=== Text for analysis ===
Nvidia Faces $5.5B China Export Hit, Stock Dips

Nvidia Faces $5.5B China Export Hit, Stock Dips

In Summary

  • Nvidia requires a special license for exports of its H20 chips made specifically for the Chinese market
  • Nvidia stock fell by 7.63% by 1 o’clock in the afternoon, the stock down by 22.64% for the year
  • H20 chip was specifically designed to accommodate stringent US export controls to China
  • The $5.5 billion hit on the chipmaker accounts for about 13% of sales from last year


Catenaa, Wednesday, April 16, 2025- Nvidia stock fell over 7% on Wednesday, after the company said that it would take a $5.5 billion hit from the new controls imposed by the US on its semiconductor exports to China.

Nvidia said in a regulatory filing late Tuesday night that the US government informed the company it would require a special license for exports of its H20 chips made specifically for the Chinese market to comply with US trade rules.

Nvidia stock fell by 7.63% by 1 o’clock in the afternoon, the stock is down by 22.64% for the year.

The H20 chip, released just last year, was specifically designed to accommodate stringent US export controls to China and allowed Nvidia to continue selling to Beijing.

=== Set of tasks ===
1. Based on the Nvidia export article, explain why Nvidia stock fell on Wednesday.
2. List every percentage figure that appears in the "In Summary" bullet points of the Nvidia export article.
3. Write a continuation of the Nvidia export article, beginning after its final sentence.

=== Information shown ===
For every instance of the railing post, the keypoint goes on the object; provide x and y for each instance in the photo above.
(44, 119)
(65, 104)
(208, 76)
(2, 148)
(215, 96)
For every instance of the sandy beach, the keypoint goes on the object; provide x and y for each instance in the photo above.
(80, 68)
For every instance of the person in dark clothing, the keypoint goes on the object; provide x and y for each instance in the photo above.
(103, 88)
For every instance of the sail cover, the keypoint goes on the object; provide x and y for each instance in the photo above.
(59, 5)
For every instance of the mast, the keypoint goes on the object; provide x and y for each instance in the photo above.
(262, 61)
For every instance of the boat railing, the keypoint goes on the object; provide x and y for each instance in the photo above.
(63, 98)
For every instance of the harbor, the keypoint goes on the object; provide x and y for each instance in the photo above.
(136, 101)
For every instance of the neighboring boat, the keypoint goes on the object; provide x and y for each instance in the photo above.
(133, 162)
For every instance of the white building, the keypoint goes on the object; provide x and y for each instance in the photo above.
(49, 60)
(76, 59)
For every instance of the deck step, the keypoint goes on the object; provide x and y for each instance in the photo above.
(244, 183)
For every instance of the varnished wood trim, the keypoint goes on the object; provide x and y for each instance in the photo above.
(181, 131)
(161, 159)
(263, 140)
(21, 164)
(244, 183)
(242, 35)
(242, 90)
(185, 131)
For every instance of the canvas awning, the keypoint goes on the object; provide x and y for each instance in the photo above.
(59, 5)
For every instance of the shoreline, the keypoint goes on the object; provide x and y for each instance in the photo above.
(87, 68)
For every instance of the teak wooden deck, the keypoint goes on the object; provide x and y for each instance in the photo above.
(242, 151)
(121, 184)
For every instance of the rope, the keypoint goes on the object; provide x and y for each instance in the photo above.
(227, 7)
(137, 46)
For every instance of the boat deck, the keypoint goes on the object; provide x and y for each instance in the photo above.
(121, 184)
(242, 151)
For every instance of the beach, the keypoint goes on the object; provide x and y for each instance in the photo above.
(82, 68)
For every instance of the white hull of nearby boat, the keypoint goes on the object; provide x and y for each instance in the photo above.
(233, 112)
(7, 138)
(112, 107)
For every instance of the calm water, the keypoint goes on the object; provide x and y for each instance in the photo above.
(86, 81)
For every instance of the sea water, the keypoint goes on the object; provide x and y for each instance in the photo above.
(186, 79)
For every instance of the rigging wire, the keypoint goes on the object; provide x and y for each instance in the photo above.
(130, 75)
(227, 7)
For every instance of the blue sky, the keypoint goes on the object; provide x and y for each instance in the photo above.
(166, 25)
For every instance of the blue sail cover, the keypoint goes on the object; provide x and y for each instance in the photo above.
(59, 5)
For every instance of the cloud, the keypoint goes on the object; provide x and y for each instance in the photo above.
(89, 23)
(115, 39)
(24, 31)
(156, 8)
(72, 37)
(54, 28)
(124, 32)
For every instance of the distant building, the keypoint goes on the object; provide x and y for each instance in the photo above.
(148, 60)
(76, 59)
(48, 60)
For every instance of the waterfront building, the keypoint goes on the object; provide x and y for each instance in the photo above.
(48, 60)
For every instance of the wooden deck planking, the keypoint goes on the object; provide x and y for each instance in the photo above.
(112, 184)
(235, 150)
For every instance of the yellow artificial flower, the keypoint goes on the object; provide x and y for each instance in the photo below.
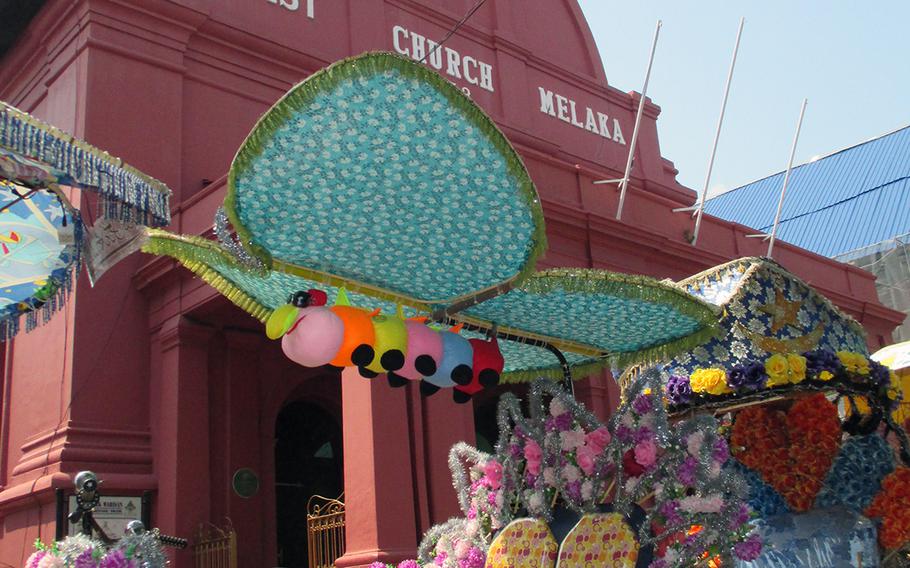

=== Answers for each item ===
1. Nvidia stock fell over 7% because the company said it would take a $5.5 billion hit from new US controls on its semiconductor exports to China. In a regulatory filing, Nvidia reported that the US government had informed it that exports of its H20 chips, made specifically for the Chinese market, would require a special license.

2.
- 7.63%
- 22.64%
- 13%

3.
The model has less computing power than the more powerful H100 AI chip, which has already been banned for sale to China.

The H20 is believed to have contributed to DeepSeek’s successful development of its ChatGPT-like reasoning AI model, R1, which was said to be trained at a fraction of the cost of American equivalents.

The $5.5 billion hit on the chipmaker accounts for about 13% of sales from last year.

Jefferies said no licenses for GPU shipments into China have ever been granted, given the US government’s concern that the chips could be used to build AI supercomputers in the country.

Jefferies projected the company will take an even bigger hit to revenue — $10 billion in lost sales — over the coming quarters.